Records contained in a dataset
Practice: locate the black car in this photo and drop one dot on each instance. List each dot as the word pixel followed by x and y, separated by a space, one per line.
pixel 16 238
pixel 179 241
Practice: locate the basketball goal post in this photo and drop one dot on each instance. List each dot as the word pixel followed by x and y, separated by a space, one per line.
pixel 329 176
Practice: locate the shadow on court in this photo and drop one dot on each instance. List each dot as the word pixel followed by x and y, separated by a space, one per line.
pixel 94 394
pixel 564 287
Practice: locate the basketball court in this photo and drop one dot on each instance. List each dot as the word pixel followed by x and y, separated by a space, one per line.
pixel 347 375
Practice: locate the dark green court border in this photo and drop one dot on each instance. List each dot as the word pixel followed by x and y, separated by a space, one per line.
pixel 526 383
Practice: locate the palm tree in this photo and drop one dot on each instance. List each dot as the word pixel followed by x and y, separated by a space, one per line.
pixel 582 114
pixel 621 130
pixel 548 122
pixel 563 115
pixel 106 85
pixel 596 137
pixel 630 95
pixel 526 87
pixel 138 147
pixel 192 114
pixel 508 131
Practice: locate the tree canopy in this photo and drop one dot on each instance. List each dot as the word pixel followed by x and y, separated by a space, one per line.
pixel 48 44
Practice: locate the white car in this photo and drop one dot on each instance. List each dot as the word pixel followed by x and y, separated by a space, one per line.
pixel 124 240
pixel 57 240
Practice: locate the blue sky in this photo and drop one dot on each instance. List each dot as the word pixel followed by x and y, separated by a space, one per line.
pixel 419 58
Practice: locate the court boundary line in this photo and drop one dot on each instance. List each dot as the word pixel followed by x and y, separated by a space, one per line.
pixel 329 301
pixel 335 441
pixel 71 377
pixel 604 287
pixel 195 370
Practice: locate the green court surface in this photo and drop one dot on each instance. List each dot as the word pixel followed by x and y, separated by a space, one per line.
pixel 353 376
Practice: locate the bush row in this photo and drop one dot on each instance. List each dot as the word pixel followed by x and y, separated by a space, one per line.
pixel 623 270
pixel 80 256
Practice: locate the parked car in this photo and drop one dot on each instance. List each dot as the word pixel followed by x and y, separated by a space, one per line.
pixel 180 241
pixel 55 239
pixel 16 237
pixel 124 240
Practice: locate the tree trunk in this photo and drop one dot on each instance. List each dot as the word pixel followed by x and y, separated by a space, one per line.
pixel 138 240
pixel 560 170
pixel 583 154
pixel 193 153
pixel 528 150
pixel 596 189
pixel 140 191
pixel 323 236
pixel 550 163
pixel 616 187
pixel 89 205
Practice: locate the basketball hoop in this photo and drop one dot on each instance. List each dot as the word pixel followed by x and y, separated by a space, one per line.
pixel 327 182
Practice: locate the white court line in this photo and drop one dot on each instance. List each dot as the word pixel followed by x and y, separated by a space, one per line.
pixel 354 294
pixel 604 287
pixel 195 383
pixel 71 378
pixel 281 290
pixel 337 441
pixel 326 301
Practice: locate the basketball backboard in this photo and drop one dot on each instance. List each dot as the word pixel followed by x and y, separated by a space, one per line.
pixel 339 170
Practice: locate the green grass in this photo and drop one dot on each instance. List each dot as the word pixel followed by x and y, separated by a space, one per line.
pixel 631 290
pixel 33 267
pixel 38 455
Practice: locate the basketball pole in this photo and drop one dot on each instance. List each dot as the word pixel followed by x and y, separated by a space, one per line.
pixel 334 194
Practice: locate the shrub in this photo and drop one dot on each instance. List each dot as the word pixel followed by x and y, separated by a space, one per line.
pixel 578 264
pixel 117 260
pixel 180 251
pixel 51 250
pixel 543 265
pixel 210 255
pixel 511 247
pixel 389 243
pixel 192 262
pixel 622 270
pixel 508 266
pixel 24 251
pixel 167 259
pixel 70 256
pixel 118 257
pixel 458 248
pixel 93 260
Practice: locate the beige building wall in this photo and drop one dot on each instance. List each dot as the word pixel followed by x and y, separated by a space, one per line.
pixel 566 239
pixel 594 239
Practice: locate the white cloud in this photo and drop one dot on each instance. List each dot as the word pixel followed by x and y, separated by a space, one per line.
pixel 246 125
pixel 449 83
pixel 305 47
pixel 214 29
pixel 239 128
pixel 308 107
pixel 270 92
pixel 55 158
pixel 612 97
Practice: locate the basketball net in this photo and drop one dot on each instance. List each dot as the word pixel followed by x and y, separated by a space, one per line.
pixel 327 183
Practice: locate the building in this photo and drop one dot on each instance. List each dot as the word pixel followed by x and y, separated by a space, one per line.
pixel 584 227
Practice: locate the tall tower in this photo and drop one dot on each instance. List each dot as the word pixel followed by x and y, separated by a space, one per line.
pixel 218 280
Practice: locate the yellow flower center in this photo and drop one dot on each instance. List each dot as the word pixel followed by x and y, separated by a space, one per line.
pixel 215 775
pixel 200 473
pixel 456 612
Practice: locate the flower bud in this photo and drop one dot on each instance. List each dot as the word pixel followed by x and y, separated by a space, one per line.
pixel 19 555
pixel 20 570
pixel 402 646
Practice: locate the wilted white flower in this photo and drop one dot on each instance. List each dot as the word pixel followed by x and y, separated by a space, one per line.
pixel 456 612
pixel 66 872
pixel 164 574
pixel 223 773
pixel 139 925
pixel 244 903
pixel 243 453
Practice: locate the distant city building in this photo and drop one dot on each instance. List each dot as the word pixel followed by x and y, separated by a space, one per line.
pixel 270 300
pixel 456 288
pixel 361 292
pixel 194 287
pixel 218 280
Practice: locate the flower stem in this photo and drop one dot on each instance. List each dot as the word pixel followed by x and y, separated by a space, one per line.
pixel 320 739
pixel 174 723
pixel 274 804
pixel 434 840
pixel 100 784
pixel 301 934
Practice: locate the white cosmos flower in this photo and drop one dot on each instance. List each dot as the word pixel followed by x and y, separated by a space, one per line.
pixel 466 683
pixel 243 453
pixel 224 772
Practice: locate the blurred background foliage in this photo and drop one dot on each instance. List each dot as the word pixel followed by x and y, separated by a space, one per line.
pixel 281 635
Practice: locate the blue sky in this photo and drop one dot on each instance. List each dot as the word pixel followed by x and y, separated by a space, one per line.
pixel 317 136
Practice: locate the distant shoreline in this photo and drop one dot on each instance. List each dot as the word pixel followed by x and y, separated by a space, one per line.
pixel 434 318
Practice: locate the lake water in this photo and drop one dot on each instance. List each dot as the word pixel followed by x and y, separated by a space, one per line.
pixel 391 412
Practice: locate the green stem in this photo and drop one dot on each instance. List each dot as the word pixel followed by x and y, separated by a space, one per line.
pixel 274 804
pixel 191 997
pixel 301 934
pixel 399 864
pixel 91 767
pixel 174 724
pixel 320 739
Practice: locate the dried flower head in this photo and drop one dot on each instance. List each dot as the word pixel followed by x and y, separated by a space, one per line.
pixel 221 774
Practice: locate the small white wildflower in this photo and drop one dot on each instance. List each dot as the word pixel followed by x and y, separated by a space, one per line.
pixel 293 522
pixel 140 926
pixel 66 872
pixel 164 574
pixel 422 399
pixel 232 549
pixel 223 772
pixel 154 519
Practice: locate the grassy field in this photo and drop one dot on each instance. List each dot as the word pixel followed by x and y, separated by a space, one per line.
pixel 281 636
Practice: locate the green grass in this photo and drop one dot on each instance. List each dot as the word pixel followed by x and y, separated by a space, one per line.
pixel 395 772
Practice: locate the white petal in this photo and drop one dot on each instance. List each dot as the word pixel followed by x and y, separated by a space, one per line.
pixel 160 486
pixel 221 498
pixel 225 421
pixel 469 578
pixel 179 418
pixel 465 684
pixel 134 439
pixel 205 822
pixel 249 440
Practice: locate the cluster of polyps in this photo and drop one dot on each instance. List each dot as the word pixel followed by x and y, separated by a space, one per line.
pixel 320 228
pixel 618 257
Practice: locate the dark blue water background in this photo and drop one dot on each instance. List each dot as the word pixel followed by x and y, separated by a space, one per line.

---

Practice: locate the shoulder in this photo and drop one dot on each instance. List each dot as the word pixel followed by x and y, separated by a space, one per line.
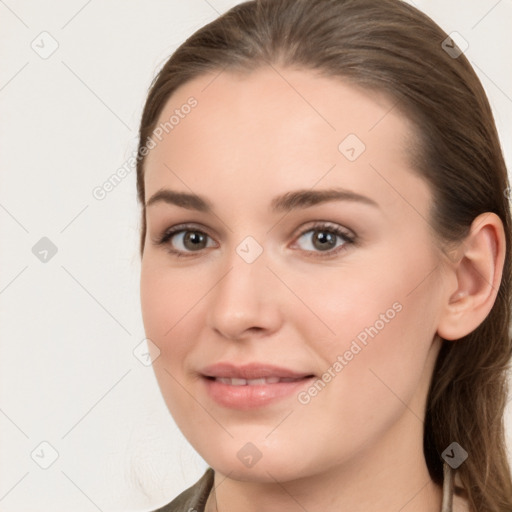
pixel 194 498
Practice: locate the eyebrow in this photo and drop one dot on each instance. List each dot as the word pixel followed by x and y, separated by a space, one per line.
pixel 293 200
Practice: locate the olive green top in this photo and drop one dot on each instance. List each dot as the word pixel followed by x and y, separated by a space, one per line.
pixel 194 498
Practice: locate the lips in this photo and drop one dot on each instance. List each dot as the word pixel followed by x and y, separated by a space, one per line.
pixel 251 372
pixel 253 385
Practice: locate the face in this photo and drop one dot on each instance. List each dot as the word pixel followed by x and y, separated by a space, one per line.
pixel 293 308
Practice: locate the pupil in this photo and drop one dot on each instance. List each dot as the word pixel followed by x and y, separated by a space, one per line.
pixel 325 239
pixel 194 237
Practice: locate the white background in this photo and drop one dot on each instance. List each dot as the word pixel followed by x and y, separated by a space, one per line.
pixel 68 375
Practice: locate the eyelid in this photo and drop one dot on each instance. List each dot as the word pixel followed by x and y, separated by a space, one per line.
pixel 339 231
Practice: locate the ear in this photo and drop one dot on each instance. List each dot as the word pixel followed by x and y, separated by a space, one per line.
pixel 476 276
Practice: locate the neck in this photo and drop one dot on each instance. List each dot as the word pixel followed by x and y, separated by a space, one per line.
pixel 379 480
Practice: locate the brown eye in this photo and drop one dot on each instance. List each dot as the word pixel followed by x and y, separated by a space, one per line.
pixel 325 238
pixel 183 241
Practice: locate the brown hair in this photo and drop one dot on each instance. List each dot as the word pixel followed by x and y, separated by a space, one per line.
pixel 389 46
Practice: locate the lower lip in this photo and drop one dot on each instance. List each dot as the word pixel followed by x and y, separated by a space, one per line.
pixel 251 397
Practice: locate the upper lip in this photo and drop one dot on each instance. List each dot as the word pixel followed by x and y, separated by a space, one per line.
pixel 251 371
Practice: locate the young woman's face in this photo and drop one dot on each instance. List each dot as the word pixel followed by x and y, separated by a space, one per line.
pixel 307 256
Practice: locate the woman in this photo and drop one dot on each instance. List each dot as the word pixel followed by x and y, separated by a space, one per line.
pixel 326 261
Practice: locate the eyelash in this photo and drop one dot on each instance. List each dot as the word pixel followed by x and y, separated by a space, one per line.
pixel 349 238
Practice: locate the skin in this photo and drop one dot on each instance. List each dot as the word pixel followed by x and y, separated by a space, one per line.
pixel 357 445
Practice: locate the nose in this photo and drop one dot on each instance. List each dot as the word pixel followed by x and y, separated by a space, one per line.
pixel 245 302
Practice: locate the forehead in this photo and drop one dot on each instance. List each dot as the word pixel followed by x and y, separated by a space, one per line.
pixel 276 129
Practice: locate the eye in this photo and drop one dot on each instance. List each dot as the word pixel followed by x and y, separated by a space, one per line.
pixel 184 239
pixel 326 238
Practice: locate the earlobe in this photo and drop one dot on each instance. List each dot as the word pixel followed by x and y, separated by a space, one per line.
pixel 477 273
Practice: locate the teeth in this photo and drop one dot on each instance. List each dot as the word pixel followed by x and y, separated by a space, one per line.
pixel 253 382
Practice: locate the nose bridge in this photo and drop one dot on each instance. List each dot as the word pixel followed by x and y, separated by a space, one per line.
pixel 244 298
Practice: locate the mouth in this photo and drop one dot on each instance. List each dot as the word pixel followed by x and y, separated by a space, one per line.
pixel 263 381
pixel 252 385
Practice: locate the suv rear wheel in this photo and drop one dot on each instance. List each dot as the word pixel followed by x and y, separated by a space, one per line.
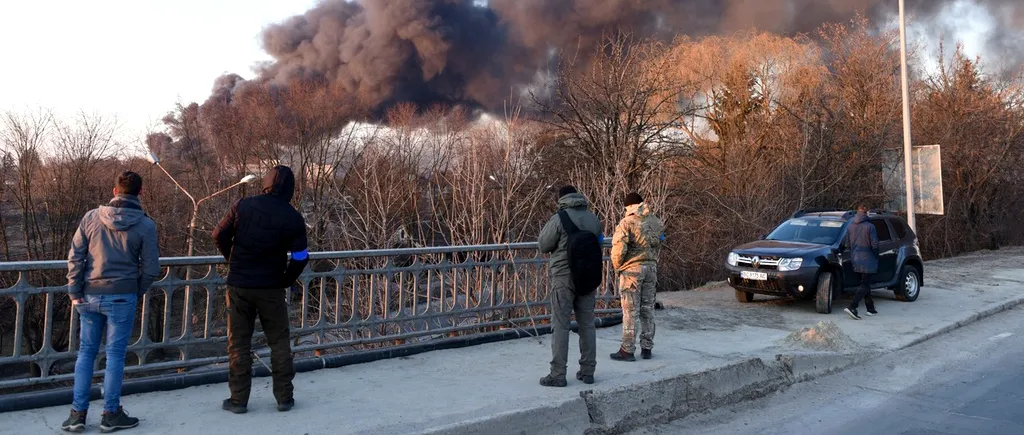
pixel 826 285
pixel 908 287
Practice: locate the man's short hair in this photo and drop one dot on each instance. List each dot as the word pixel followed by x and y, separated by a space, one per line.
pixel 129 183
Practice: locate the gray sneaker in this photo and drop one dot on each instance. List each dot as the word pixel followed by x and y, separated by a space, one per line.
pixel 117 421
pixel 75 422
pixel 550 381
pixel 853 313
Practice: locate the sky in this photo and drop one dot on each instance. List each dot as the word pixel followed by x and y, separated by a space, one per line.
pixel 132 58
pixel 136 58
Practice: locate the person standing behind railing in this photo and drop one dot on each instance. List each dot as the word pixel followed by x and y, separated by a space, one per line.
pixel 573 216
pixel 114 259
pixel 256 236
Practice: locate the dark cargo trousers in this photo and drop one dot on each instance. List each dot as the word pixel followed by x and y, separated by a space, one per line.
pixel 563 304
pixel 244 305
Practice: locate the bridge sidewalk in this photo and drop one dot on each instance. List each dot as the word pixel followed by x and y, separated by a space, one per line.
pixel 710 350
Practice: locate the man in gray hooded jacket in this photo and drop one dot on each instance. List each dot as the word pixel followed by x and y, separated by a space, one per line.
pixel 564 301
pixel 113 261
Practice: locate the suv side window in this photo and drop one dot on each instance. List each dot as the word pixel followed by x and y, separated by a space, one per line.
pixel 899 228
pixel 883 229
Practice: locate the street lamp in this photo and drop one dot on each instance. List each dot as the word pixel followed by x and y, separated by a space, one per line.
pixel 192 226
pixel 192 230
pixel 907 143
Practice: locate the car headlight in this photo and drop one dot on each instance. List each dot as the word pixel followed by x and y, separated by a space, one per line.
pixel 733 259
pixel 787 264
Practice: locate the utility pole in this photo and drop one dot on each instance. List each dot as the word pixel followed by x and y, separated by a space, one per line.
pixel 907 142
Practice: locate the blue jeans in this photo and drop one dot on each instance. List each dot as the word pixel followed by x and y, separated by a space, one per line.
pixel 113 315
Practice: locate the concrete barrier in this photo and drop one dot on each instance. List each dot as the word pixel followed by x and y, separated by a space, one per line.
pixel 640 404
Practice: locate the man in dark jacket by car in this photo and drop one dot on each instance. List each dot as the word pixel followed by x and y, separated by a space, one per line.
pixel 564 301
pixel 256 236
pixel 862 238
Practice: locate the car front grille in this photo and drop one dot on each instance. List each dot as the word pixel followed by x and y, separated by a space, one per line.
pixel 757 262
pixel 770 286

* * *

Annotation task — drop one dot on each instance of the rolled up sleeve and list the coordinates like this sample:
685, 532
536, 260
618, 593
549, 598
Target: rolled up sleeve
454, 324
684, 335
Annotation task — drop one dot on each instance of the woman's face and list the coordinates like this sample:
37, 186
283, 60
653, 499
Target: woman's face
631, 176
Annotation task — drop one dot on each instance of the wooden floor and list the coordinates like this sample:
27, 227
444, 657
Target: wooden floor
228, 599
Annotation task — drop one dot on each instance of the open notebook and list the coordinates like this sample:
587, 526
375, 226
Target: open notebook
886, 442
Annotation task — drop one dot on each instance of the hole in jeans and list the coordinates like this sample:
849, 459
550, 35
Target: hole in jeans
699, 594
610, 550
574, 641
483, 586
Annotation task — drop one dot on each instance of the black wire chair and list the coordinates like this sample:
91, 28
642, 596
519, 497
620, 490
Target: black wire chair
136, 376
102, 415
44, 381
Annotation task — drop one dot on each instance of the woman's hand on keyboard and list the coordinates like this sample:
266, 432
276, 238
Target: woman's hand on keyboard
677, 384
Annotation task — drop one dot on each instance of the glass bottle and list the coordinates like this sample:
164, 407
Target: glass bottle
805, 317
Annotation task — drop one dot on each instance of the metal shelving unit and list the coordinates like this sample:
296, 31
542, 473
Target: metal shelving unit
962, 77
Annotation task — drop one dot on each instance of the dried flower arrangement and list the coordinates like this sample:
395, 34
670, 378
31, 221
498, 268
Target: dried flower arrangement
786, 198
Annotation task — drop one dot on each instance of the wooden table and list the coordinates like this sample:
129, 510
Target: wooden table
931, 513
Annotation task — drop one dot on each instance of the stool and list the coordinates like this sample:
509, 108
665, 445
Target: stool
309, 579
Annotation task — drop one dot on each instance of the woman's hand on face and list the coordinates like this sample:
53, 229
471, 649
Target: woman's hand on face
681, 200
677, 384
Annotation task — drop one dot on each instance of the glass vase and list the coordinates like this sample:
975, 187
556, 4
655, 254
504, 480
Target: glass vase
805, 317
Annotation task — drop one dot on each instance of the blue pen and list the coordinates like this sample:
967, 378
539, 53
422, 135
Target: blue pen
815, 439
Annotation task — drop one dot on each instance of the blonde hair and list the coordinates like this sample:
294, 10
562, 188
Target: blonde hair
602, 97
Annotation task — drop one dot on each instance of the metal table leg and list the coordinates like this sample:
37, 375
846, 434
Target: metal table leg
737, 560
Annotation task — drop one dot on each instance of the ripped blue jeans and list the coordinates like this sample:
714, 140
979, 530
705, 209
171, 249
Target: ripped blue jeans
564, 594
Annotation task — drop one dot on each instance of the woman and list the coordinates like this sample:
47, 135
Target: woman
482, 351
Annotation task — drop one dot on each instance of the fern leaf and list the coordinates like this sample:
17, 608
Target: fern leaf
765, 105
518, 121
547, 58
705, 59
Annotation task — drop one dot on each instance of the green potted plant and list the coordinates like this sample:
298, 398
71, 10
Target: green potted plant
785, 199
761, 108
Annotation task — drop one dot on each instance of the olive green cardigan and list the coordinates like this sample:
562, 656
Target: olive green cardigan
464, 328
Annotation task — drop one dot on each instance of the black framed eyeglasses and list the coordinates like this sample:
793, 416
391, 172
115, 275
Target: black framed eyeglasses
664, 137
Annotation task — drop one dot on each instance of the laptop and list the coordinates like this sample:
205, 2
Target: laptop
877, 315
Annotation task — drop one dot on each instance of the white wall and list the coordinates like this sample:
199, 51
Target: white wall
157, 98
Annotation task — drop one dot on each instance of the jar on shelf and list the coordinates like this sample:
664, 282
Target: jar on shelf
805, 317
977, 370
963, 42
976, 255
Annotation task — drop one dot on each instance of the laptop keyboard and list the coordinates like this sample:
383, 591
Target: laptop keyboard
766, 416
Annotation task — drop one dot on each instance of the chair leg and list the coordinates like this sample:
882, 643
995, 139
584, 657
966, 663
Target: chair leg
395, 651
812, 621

EXERCISE GOAL: Reproduce exactly the lines above from the line with "the woman and" to the line with "the laptop keyboard", including both, and add nothing.

RESULT:
Annotation task — drop one dot on each instance of the woman and list the coordinates like this sample:
47, 135
Target: woman
482, 351
Annotation task — drop one dot on each instance of the fern leaf and list the coordinates like this sample:
17, 608
Target: fern leaf
765, 105
518, 121
547, 58
705, 59
Annotation task — drop one dot on each instance of the green potted plant and list the coordinates like this sample:
298, 398
71, 10
Target: green potted plant
785, 199
761, 108
Annotation task — drop one dot on each instance of the olive green cardigan and list the coordinates like this sample:
562, 656
Target: olive green cardigan
464, 328
Annotation task — drop one dot on each instance of the black framed eyeglasses and list the coordinates like this sample:
793, 416
391, 172
115, 275
Target: black framed eyeglasses
664, 137
Annotation task — drop one dot on each instance of the laptop and list the coordinates like this sample:
205, 2
Target: laptop
877, 315
Annotation task — drop one dot on each instance of the white wall and list the coordinates like this sample:
199, 51
Target: white wall
157, 98
Annotation task — drop one dot on each instance of the jar on shelf and list the coordinates like this sample:
664, 282
Target: jar on shelf
805, 317
977, 370
963, 42
976, 255
Annotation task — drop one dot on each instance of the laptop keyboard and list the coordinates like this sample:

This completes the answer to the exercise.